## TASK TO COMPLETE
Go through the data and retrieve each line that includes the string "front".
*** Opening of EXCERPTED DATA ***
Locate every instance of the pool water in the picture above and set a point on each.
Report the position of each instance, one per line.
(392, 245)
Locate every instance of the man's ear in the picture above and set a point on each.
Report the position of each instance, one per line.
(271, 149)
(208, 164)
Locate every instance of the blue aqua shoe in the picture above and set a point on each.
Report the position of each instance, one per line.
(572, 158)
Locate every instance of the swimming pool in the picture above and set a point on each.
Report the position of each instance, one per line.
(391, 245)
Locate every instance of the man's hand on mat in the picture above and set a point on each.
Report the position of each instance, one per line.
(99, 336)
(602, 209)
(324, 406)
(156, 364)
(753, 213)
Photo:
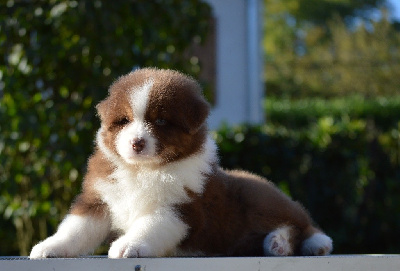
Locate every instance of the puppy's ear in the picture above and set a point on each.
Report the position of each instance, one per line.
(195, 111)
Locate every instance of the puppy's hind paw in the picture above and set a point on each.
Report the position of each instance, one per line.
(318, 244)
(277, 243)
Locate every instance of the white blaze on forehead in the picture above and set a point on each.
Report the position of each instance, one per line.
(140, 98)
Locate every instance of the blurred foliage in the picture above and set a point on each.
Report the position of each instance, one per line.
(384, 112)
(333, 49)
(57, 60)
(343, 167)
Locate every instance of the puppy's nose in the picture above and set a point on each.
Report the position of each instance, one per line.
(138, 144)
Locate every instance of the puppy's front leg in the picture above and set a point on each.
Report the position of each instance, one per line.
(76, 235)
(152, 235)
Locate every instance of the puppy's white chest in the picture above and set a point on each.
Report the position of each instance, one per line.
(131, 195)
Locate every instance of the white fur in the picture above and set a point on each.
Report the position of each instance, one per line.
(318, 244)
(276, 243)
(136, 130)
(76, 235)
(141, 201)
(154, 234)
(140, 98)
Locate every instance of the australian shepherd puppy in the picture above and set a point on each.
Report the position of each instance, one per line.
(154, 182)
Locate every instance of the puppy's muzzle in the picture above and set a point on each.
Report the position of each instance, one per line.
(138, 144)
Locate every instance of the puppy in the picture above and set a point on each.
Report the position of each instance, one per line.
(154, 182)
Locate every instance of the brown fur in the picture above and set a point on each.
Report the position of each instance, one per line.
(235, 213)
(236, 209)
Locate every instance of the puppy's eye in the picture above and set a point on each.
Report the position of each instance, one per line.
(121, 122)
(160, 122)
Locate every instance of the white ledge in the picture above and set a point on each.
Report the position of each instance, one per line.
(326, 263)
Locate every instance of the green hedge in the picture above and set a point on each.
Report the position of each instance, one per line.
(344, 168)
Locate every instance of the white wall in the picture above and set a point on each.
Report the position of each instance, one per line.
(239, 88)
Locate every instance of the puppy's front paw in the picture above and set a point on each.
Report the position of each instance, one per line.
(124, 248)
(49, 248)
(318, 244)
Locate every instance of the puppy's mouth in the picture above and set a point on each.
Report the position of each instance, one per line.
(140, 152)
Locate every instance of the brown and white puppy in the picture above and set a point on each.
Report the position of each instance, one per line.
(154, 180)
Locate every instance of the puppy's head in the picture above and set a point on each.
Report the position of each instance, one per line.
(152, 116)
*** Close of EXCERPTED DATA ***
## ANSWER TO THIS EXERCISE
Locate every instance of the puppy's front leg in the picture above and set a point on each.
Locate every instance of the puppy's front paw in the picture above and set a point on each.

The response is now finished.